Não cabe a esquerda brasileira entrar nessa disputa, como se estivesse em jogo o destino do nosso país. Não somos eleitores nos Estados Unidos, ainda que as políticas dos diferentes governos que passam pela Casa Branca nos afetem. Sem dúvida que há um perigo na ascensão da extrema-direita. Mas o inimigo central é a permanência do ajuste ultraliberal. Seus beneficiários são o imperialismo e as burguesias nacionais pró-imperialistas dos países periféricos. E sua aplicação não escolhe tintura partidária, com governos de partidos ditos progressistas e socialdemocratas aderindo a essa agenda. É a destruição do tecido social causada pelo ultraliberalismo, apoiada pela ingerência imperialista, quem alimenta o discurso demagógico da extrema-direita. Inclusive nos Estados Unidos, cuja classe trabalhadora também assiste a uma profunda deterioração em suas condições de vida. Cabe verdadeiramente à esquerda brasileira, e aos comunistas em particular, a tarefa há muito abandonada de organizar as massas trabalhadoras em torno de um projeto de orientação socialista que afirme em fatos, e não em discursos, a completa soberania nacional: alimentar, econômica, tecnológica, industrial, política, cultural e militar. A maior salvaguarda a influência nefasta do extremismo de direita é a realização de mudanças políticas e econômicas que derrotem o ajuste ultraliberal.
☆ ☆ ☆
■ **INSTRUÇÃO DADA 1**: Como fica, de forma mais curta e sem perder os fatos principais, o parágrafo que começa com "Não cabe a esquerda brasileira", no texto sobre a esquerda brasileira e o ajuste ultraliberal?
■ **INSTRUÇÃO DADA 2**: Dê a continuação do texto sobre a esquerda brasileira e o ajuste ultraliberal, a partir da última frase apresentada.

■ **LINHAS DE DADOS**:
☆ ☆ ☆
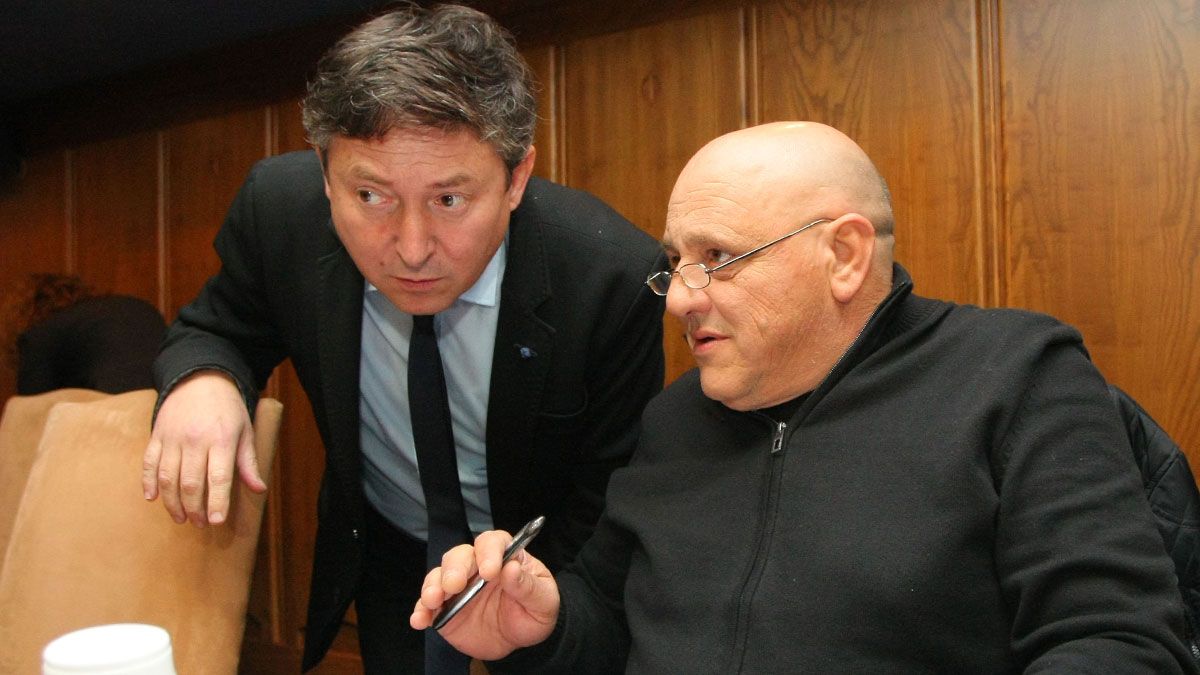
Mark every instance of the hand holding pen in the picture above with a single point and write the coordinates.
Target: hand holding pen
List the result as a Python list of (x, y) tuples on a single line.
[(490, 598)]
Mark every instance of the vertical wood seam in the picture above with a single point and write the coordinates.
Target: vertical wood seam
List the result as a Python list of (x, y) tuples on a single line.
[(274, 514), (69, 213), (751, 105), (990, 203), (162, 231), (561, 172)]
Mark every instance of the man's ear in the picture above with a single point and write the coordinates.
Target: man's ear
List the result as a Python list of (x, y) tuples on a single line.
[(520, 178), (853, 248), (323, 155)]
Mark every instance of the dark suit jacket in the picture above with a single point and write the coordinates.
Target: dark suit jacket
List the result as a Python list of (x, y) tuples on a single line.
[(577, 354)]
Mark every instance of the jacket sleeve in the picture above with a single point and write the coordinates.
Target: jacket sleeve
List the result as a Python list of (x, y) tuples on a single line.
[(227, 327), (1079, 560), (1174, 499), (628, 371)]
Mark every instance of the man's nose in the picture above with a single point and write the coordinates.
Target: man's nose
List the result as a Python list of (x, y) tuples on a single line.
[(683, 300), (414, 237)]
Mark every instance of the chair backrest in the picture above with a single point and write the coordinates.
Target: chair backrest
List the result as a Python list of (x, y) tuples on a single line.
[(21, 429), (87, 549)]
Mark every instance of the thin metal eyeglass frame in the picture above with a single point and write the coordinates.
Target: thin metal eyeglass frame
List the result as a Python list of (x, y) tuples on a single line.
[(664, 278)]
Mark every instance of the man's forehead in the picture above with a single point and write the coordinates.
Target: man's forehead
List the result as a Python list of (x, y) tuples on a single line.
[(714, 213)]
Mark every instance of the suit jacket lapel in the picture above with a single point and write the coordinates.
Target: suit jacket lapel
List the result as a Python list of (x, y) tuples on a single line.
[(340, 345), (525, 346)]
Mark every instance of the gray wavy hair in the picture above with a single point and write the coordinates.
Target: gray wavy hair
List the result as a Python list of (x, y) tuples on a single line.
[(445, 66)]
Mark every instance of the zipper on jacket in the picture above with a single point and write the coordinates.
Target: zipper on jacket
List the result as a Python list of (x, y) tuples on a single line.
[(765, 533)]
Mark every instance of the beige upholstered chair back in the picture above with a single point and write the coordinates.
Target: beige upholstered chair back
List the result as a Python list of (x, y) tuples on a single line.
[(21, 429), (88, 549)]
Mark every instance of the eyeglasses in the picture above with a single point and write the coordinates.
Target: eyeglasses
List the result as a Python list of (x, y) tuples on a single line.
[(696, 275)]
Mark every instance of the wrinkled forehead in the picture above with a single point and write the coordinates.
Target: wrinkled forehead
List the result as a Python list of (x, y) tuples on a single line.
[(729, 209)]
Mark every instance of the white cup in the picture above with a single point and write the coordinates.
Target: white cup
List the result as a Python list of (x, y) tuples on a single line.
[(117, 649)]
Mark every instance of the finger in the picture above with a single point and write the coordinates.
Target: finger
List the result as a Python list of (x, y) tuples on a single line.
[(168, 483), (490, 553), (457, 568), (192, 479), (421, 616), (432, 595), (150, 469), (526, 580), (220, 482), (247, 463)]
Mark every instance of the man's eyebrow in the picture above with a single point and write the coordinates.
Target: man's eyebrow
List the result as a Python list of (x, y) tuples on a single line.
[(453, 181), (365, 173)]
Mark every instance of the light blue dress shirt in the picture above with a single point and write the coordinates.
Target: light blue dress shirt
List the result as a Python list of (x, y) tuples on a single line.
[(466, 338)]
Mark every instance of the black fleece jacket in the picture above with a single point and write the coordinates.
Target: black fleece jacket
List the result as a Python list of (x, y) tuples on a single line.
[(873, 531)]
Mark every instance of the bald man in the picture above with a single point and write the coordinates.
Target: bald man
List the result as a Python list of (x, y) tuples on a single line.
[(855, 478)]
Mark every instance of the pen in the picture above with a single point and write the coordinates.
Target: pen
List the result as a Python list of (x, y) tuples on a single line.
[(460, 601)]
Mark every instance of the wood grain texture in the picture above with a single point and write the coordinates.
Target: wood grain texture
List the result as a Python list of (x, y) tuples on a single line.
[(900, 78), (34, 238), (117, 214), (1103, 180), (207, 162), (544, 63), (639, 105)]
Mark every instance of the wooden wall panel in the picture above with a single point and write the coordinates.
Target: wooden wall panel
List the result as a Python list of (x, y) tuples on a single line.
[(544, 63), (1103, 181), (1041, 155), (289, 132), (117, 215), (639, 105), (207, 161), (900, 78), (33, 239)]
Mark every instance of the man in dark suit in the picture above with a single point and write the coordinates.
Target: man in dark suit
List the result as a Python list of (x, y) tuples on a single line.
[(418, 202)]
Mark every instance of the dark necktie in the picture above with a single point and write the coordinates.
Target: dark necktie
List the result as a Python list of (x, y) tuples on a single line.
[(430, 412)]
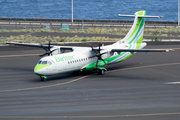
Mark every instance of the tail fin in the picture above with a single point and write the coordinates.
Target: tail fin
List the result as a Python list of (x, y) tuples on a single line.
[(135, 34)]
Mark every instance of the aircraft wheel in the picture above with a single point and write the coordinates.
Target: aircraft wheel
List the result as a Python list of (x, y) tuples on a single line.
[(101, 72), (42, 78)]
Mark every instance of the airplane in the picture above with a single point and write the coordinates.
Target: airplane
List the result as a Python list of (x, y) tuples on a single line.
[(92, 58)]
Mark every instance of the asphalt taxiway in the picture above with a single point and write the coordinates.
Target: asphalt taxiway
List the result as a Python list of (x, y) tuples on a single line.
[(144, 87)]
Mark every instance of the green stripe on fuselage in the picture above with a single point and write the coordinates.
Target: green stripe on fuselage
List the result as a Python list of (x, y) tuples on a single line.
[(40, 66)]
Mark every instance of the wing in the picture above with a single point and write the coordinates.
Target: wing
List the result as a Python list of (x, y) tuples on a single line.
[(43, 46), (29, 45), (141, 50)]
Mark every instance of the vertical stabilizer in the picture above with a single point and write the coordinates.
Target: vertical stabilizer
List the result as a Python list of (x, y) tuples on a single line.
[(135, 34)]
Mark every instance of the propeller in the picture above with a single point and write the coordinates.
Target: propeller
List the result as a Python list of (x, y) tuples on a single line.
[(48, 50), (98, 54)]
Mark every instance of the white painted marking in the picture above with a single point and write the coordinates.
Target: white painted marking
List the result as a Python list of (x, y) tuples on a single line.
[(172, 83)]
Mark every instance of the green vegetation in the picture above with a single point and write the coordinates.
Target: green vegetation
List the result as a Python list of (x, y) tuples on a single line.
[(154, 38), (45, 39), (154, 33)]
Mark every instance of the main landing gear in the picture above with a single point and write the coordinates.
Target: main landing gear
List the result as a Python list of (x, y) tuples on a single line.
[(43, 78), (101, 71)]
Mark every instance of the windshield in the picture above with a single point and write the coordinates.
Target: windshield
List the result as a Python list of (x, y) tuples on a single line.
[(45, 62)]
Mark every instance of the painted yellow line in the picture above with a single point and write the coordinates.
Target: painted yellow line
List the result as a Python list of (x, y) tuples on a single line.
[(158, 65), (103, 116), (46, 86), (19, 55), (144, 67)]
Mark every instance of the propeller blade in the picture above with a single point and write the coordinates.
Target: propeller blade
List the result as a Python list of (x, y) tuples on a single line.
[(42, 55)]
☆ ☆ ☆
■ **RESPOSTA 1**: A esquerda brasileira não deve entrar na disputa nos Estados Unidos como se o destino do Brasil estivesse em jogo. Os brasileiros não votam lá, embora as políticas da Casa Branca os afetem. A ascensão da extrema-direita é um perigo, mas o inimigo central é a permanência do ajuste ultraliberal. Esse ajuste beneficia o imperialismo e as burguesias nacionais pró-imperialistas dos países periféricos, e até governos de partidos ditos progressistas e socialdemocratas o aplicam. A destruição social causada pelo ultraliberalismo, apoiada pela ingerência imperialista, alimenta o discurso da extrema-direita. Isso vale inclusive para os Estados Unidos, onde a classe trabalhadora também vê suas condições de vida se deteriorarem. Cabe à esquerda, e aos comunistas em particular, retomar a tarefa há muito abandonada de organizar os trabalhadores em torno de um projeto socialista. Esse projeto deve afirmar na prática a completa soberania nacional: alimentar, econômica, tecnológica, industrial, política, cultural e militar. A maior proteção contra a extrema-direita são mudanças políticas e econômicas que derrotem o ajuste ultraliberal.

■ **RESPOSTA 2**:
ANEXOS

Por esses motivos, Kamala Harris é lembrada quando era promotora na Califórnia, antes de assumir a vice-presidência dos Estados Unidos... 
Eles destruíram a população nativa americana através do genocídio e falam conosco sobre democracia.
Mosaico da traficante de escravos Kamala Harris feito com as fotos de todos os homens negros que ela manteve ilegalmente na prisão, estendendo as suas penas para serem usados como mão de obra gratuita na Califórnia.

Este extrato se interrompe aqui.